BRIEF:
Would you please restate the data exactly as it stands, apart from the pictures?

(Photo-based referring expression data)
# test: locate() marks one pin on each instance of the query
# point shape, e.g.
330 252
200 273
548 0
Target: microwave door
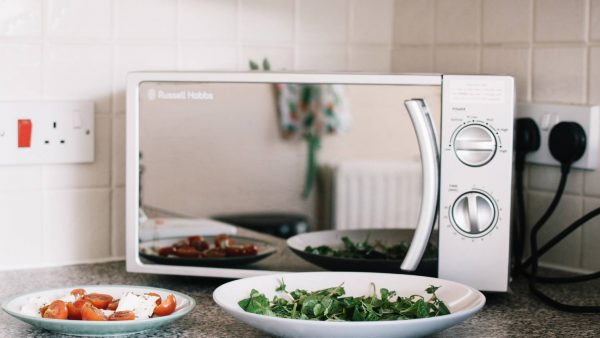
426 137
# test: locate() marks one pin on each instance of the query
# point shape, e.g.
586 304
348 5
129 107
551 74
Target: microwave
427 152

SOLUTION TO THIS PROBLEM:
# test: locate() marks one pin on each instance of the query
# point shape, e.g.
330 252
200 273
548 0
Target: microwave door
426 137
# test: locate() marks one pin on each instance of the query
# point shape, e.g.
586 304
348 5
129 107
551 74
Target: microwave
427 152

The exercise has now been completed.